• SET TASK 1:
Who are the people the running story below honors by name? List each one.
• SET TASK 2:
At which university did the narrator of the running story below walk on as a cross country runner?
• SET TASK 3:
Reproduce the passage of the running story below from "November 25, 1985" to "was my religion.".

• TEXT SECTION:

This Saturday I will run in the Cowpoke Stampede in Melville, Montana in honor of my Savior Jesus and the lives He took 30 years ago, so that I could live. I share again my testimony in tribute to these dear souls: Coach Ron Renko, Coach Pat Moynihan, Runners Sheryl Maahs, Julie Rose, Sue Baker, Trainer Stephanie Streit, and their Pilot Burt Watkins. I can’t wait to see you all in heaven!
I run in the path of Your commands,
for You have set my heart free. Psalm 119:32 (NIV)
My life changed forever 30 years ago today.
November 25, 1985 was a day of victory, ice and death.
This is my running story.
I was not always a runner. I was the one with the side ache walking at the tail end of the grade school PE class. I was the one who could never hope to qualify for the presidential fitness award. I was so slow! But something happened in late junior high. I discovered I had something that was needed to be a long distance runner…perseverance. And so I left the sprinters to their fast legs and joined the distance runners. Slowly, slowly the side aches went away and I learned how to run. In high school, my coach, my team and my workout became the centerpiece of my life. I was dedicated to a fault, always running my complete workout, never cutting corners, such perfection was my religion.
When I headed to college, I wanted to continue running so I walked-on as a cross country runner at Iowa State University. Twice a day I met with my coaches and team for workouts, running dozens of miles a week. I was the slowest one. When the team did 1000 meter repeats, I would finish my 1000 meters just when they were leaving for their next 1000 meters. I would run up and down the hills crying at the end of the line, but I kept running. And the miles paid off by spring of my freshman year when I ran a 38 minute 10K! I kept on running for my coaches and my team, they were like a family to me, they were my church, until that November day of my sophomore year…
The sidewalks in Ames, Iowa were glazed with ice as my teammates and I ran our afternoon workout. We were on our own this day because our coaches and faster teammates were at the National meet in Wisconsin. We thought of them as we jogged along, mostly in the grass because the walks were so slick. After running together as a team twice a day for months, we felt a strong connection to our teammates at the National meet, even though we weren’t there. As we dutifully completed our workout in the fading light of this November afternoon, we hoped to hear news of their victory at Nationals.

• EXTRACTED ENTRIES:

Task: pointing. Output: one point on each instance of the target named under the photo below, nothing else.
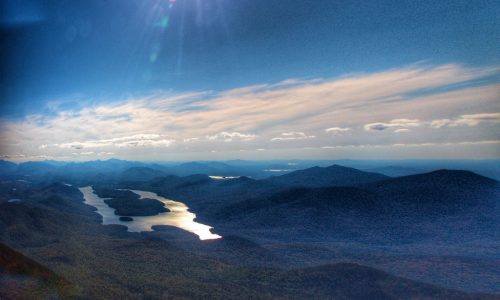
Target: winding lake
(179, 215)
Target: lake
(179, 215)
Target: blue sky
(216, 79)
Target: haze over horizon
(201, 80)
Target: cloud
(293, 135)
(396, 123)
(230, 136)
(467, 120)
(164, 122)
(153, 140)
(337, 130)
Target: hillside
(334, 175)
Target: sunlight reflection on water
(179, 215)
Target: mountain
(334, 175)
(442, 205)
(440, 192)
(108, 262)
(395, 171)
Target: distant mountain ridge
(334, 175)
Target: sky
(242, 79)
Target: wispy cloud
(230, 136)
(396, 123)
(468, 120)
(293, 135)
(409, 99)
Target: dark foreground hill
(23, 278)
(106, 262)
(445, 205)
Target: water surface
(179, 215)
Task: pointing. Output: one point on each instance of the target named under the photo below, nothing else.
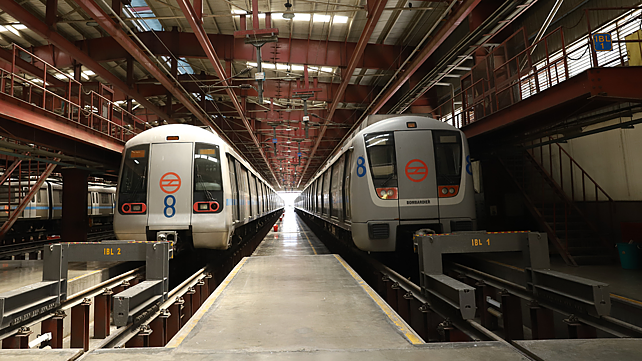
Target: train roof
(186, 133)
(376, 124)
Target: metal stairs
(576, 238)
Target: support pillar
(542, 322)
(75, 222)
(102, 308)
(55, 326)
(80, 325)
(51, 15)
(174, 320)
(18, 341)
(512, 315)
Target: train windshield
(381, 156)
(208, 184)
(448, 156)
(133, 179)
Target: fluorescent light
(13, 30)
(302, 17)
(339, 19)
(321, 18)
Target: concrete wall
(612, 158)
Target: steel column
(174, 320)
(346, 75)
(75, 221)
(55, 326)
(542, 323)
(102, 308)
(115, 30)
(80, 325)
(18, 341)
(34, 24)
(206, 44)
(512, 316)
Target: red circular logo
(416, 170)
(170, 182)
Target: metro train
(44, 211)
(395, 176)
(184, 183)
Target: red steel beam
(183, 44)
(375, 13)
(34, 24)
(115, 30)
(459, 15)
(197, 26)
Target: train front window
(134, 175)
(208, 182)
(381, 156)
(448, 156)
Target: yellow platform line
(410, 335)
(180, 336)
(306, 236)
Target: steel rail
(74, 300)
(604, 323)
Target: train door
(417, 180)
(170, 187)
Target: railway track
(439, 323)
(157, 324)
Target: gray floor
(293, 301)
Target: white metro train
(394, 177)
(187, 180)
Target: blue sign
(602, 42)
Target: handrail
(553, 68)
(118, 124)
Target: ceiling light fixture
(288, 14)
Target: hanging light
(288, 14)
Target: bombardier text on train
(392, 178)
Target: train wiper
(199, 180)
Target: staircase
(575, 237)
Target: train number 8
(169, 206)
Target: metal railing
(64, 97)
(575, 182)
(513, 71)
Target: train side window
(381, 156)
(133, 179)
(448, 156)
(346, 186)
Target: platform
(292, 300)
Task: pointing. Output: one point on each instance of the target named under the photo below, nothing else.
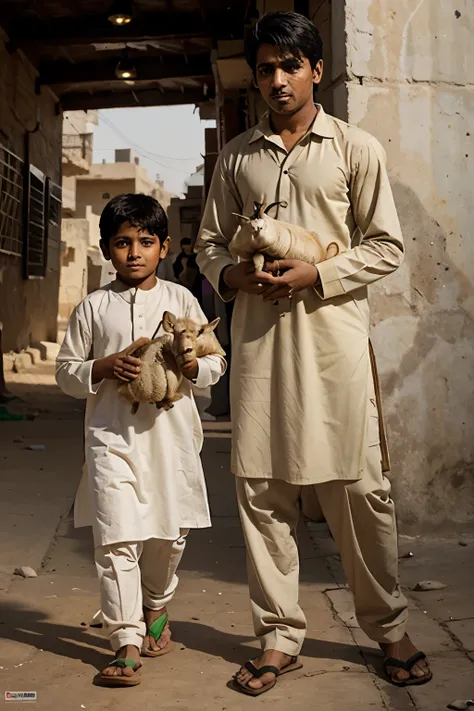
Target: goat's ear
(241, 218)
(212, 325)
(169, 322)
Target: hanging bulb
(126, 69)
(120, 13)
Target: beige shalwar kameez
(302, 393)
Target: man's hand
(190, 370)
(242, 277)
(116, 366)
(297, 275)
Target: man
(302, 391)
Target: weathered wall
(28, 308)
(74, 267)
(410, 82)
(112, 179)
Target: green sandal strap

• TASK SOLUTION 1:
Coach Ron Renko, Coach Pat Moynihan, Sheryl Maahs, Julie Rose, Sue Baker, Stephanie Streit, Burt Watkins

• TASK SOLUTION 2:
Iowa State University

• TASK SOLUTION 3:
November 25, 1985 was a day of victory, ice and death.
This is my running story.
I was not always a runner. I was the one with the side ache walking at the tail end of the grade school PE class. I was the one who could never hope to qualify for the presidential fitness award. I was so slow! But something happened in late junior high. I discovered I had something that was needed to be a long distance runner…perseverance. And so I left the sprinters to their fast legs and joined the distance runners. Slowly, slowly the side aches went away and I learned how to run. In high school, my coach, my team and my workout became the centerpiece of my life. I was dedicated to a fault, always running my complete workout, never cutting corners, such perfection was my religion.